*Given passage*:

Muzhichenko, her husband and their adult son were among the 135,000 people in Belarus forced to leave their homes two years after the catastrophe. From their village of Bartholomevka, they were resettled in community housing in the city of Gomel.
They didn’t like it, and decided to return home.
"They told us that we had to leave and chased us away," Muzhichenko said. "When we were back they told us to leave again. But I said: 'I will never leave my home.' For my part, I eat what I grow in the garden, and the mushrooms I collect in the forest."
Police patrols guarding the area now tolerate the old woman and the couple of neighbors living in the houses next door. None have electricity or running water.
Thyroid cancer
The city of Gomel is located some 40 kilometers south of the exclusion zone, and 100 kilometers away from Chernobyl. It has half a million inhabitants, making it the second-largest Belarusian city after Minsk.
Squarely in the middle of the town is its thyroid center, where more than 160,000 patients have been treated thus far. The region's population was racked by cases of thyroid cancer after the Chernobyl catastrophe, says Maria Tulupova, the center's head physician.
Thyroid cancer cases for children in Gomel multiplied after Chernobyl |
"The groups that were mainly at risk include those who at the time of the accident were either inside the womb, or younger than 16 years old," she told Deutsche Welle. "The thyroids of those patients absorbed more of the radioactive iodine that had contaminated the atmosphere and the food."
The German Otto-Hug Institute in Munich has supported Gomel's thyroid center since 1993 with expertise and up-to-date medical devices. According to statistics from German radiation experts, the number of children in Gomel suffering from thyroid cancer leapt 45 times after Chernobyl. Meanwhile, the number of grownups diagnosed was six times higher.
Natasha Koravaeva, who is now 26 years old, was treated as a child.
"After Chernobyl, we children were sent to medical check-ups regularly, and they saw there was something wrong with me," she told Deutsche Welle. "I had my first surgery when I was three years old, and they took a part of my thyroid away. At the yearly check-up, it was decided I needed another surgery. And then everything was alright until 1994, when I had my third one."
Since then everything has been well, but she still goes to the thyroid center for regular check-ups. The news from Fukushima brings back both memories and fear, she said.
"I am not only scared for Japan, but for the whole world," Koravaeva said. "Radiation is a danger for everyone. We saw that: it happened in Ukraine and we - the people of Belarus - got ill."
The party line
Shortly after the nuclear catastrophe, a state-run institute for radiology was founded in Gomel to deal with all scientific and bureaucratic questions concerning long-term effects. Director Viktor Averin's office is adorned with a framed photograph Alexander Lukashenko, the autocratic leader of Belarus.

*Provided data*:
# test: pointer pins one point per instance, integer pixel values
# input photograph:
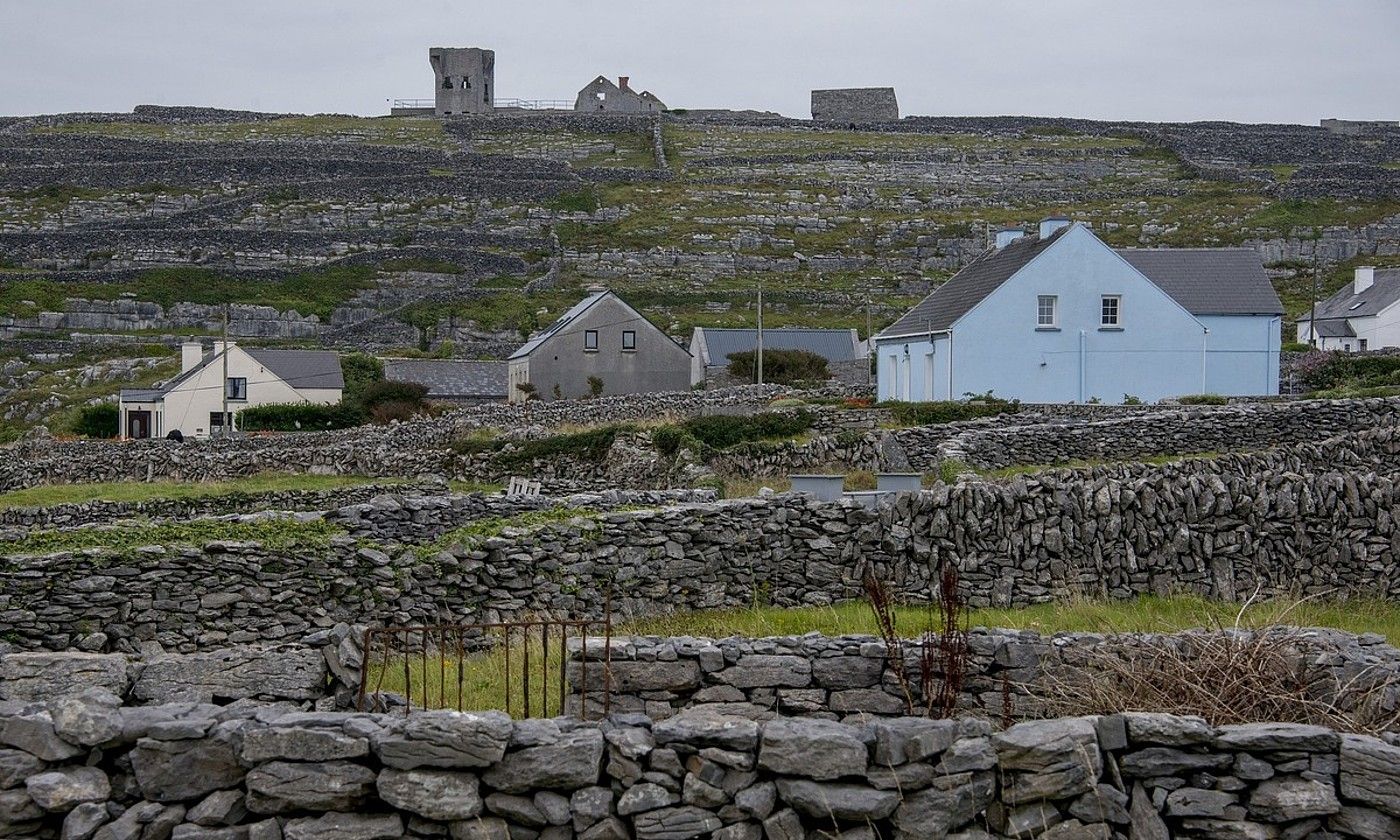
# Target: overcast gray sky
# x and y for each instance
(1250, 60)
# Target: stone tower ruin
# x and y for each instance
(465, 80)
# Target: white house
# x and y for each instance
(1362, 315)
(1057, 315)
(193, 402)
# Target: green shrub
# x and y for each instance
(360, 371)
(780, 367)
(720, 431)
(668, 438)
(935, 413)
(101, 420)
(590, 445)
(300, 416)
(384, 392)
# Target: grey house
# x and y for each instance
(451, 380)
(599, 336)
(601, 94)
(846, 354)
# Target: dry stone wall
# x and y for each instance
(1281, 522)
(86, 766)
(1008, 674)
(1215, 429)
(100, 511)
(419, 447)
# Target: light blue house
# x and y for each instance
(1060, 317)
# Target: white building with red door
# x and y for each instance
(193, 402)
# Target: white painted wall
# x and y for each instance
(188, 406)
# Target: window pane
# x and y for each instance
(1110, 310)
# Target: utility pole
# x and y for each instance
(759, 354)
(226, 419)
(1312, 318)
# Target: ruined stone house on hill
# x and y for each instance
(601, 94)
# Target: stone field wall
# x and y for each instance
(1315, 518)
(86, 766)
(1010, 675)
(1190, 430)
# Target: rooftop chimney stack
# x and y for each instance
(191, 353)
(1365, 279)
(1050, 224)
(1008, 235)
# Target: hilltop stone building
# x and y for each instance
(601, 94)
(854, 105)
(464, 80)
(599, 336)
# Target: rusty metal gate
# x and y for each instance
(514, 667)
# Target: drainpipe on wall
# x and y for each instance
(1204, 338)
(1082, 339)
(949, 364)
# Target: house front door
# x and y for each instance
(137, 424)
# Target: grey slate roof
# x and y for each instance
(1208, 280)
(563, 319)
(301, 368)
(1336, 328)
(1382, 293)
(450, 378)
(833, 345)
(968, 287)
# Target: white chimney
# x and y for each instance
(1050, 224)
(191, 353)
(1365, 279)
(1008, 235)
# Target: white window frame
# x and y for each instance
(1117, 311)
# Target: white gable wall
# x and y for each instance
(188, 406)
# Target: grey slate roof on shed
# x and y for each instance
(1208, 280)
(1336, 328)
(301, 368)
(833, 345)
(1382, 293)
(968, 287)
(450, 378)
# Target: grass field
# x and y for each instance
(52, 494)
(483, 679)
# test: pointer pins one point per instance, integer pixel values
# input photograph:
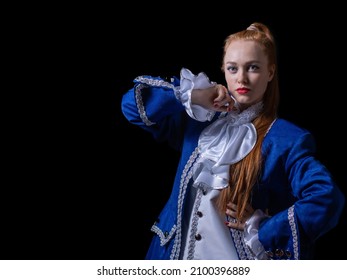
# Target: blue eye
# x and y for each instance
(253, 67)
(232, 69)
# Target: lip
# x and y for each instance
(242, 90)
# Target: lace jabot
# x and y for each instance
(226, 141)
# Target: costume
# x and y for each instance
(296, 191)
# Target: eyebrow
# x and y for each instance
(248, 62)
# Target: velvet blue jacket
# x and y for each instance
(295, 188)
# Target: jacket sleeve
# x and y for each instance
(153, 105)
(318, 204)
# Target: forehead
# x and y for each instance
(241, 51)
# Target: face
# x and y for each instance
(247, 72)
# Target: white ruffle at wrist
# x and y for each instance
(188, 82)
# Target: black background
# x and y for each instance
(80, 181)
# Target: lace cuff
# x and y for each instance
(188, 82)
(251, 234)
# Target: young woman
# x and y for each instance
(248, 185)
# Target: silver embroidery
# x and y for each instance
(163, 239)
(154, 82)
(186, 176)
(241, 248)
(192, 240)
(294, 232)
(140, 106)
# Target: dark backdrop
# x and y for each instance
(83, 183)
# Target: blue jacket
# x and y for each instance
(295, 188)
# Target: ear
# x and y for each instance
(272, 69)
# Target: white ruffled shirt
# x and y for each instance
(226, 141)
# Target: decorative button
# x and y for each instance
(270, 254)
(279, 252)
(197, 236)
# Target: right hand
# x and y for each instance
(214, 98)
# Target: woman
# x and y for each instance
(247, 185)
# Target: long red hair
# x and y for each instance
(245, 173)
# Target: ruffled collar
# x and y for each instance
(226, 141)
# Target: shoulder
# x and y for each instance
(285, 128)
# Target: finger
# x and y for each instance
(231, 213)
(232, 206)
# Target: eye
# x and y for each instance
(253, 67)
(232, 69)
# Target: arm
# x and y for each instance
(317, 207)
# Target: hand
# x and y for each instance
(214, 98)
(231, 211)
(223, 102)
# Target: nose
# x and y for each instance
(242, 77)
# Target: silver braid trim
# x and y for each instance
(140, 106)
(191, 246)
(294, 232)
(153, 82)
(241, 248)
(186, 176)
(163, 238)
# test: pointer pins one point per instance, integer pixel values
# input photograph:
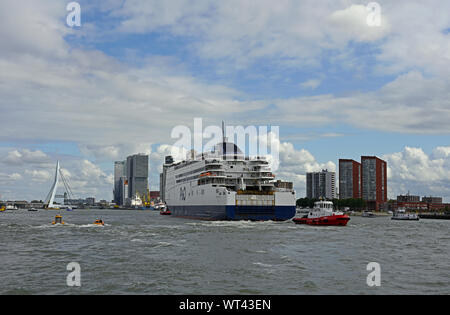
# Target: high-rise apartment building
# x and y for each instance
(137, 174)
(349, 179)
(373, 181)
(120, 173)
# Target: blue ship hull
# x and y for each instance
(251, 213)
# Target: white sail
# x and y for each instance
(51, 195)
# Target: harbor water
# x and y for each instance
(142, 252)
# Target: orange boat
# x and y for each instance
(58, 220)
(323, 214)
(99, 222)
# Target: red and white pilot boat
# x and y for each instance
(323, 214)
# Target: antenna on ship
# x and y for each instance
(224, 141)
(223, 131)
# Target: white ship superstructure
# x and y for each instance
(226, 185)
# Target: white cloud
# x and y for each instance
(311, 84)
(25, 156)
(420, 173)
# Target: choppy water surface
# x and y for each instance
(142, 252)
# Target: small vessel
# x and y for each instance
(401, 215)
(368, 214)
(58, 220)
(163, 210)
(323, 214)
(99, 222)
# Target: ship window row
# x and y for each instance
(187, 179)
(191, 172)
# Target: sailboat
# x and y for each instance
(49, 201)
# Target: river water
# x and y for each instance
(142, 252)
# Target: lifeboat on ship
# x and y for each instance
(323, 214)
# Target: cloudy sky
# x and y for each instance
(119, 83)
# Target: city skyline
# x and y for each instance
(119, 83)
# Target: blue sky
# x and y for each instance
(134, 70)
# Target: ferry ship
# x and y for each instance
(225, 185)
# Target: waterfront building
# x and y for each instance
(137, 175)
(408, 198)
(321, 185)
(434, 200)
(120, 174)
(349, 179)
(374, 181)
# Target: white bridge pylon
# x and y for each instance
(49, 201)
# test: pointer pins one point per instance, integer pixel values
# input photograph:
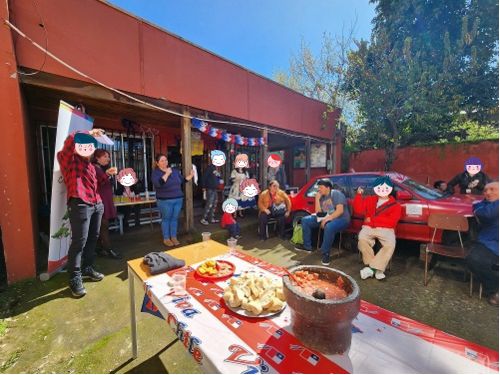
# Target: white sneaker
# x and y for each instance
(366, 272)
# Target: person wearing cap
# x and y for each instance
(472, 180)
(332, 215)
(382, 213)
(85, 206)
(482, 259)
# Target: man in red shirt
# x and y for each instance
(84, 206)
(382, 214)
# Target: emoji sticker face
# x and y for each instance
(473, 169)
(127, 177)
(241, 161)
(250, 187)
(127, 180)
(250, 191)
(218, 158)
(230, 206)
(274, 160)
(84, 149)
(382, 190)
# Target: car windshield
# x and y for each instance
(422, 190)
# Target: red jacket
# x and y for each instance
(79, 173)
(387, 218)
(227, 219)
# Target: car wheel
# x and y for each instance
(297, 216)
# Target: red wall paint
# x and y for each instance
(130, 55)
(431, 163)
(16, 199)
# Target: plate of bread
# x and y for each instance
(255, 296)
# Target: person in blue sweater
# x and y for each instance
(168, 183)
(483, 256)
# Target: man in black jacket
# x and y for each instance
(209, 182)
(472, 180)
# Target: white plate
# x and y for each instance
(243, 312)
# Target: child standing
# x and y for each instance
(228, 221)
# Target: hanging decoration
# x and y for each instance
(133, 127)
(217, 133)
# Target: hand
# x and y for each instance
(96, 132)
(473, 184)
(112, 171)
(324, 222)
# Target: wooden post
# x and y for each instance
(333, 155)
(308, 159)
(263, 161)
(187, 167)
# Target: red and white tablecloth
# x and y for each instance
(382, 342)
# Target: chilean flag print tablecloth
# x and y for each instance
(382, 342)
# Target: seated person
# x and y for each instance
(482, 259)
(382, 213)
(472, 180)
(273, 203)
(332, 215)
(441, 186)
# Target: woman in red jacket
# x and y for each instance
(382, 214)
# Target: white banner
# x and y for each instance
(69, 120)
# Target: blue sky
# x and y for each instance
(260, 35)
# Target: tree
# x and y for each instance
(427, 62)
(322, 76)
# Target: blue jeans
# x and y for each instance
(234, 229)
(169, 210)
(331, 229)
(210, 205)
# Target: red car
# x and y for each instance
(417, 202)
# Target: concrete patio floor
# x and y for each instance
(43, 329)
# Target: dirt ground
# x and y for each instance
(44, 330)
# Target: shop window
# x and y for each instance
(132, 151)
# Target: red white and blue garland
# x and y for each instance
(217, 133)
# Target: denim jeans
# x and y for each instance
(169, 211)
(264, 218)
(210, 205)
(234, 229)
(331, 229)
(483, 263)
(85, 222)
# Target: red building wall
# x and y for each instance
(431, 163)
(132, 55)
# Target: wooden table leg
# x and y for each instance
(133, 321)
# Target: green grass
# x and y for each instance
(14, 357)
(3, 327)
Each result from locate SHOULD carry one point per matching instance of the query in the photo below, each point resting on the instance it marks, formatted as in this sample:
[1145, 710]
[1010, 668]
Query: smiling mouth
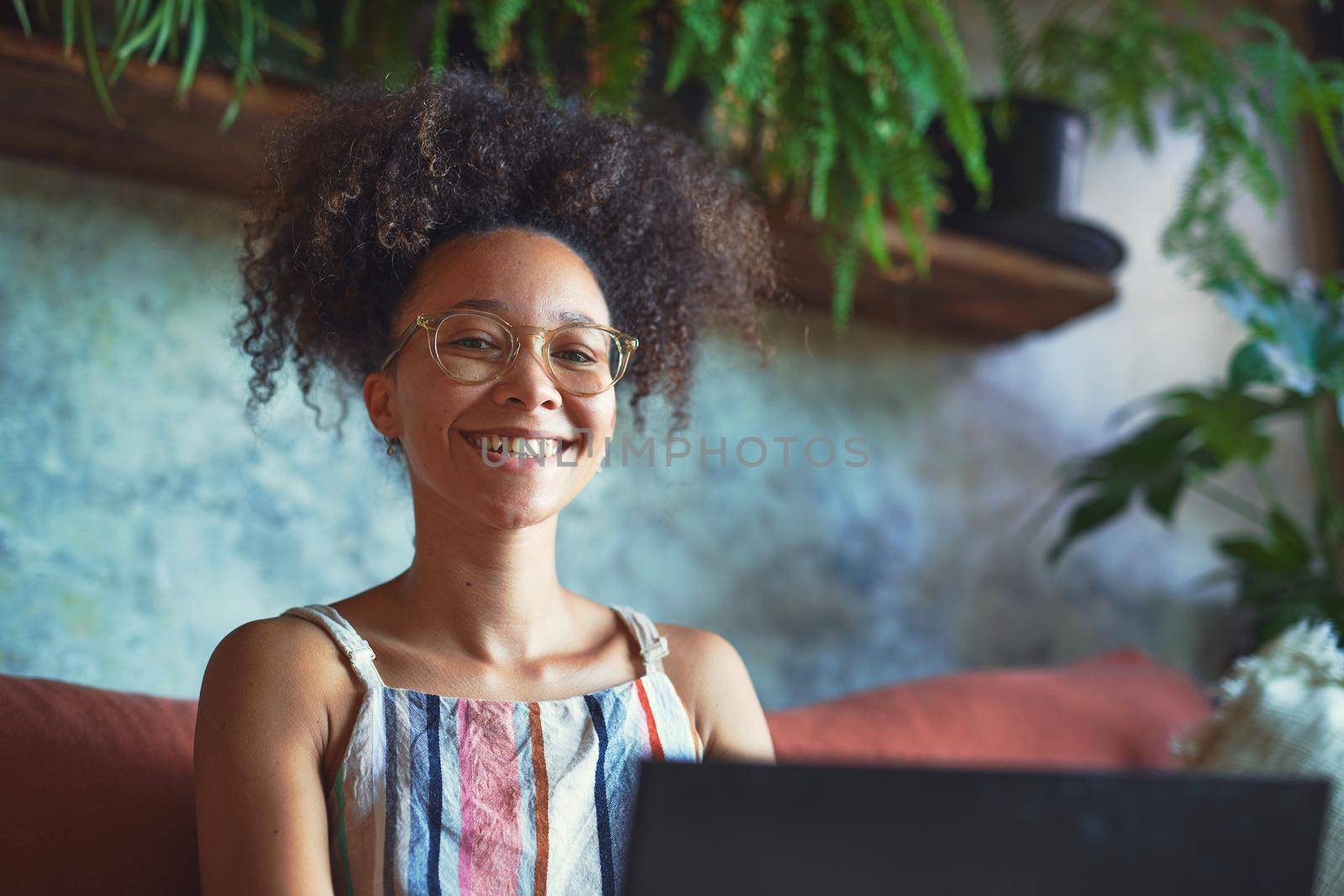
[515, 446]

*Work instruction*:
Reproduce word for word the part of the passage on Chernobyl's aftermath in Belarus that begins at the words "Police patrols guarding" and stops after "city after Minsk.".

*Reply to the exercise*:
Police patrols guarding the area now tolerate the old woman and the couple of neighbors living in the houses next door. None have electricity or running water.
Thyroid cancer
The city of Gomel is located some 40 kilometers south of the exclusion zone, and 100 kilometers away from Chernobyl. It has half a million inhabitants, making it the second-largest Belarusian city after Minsk.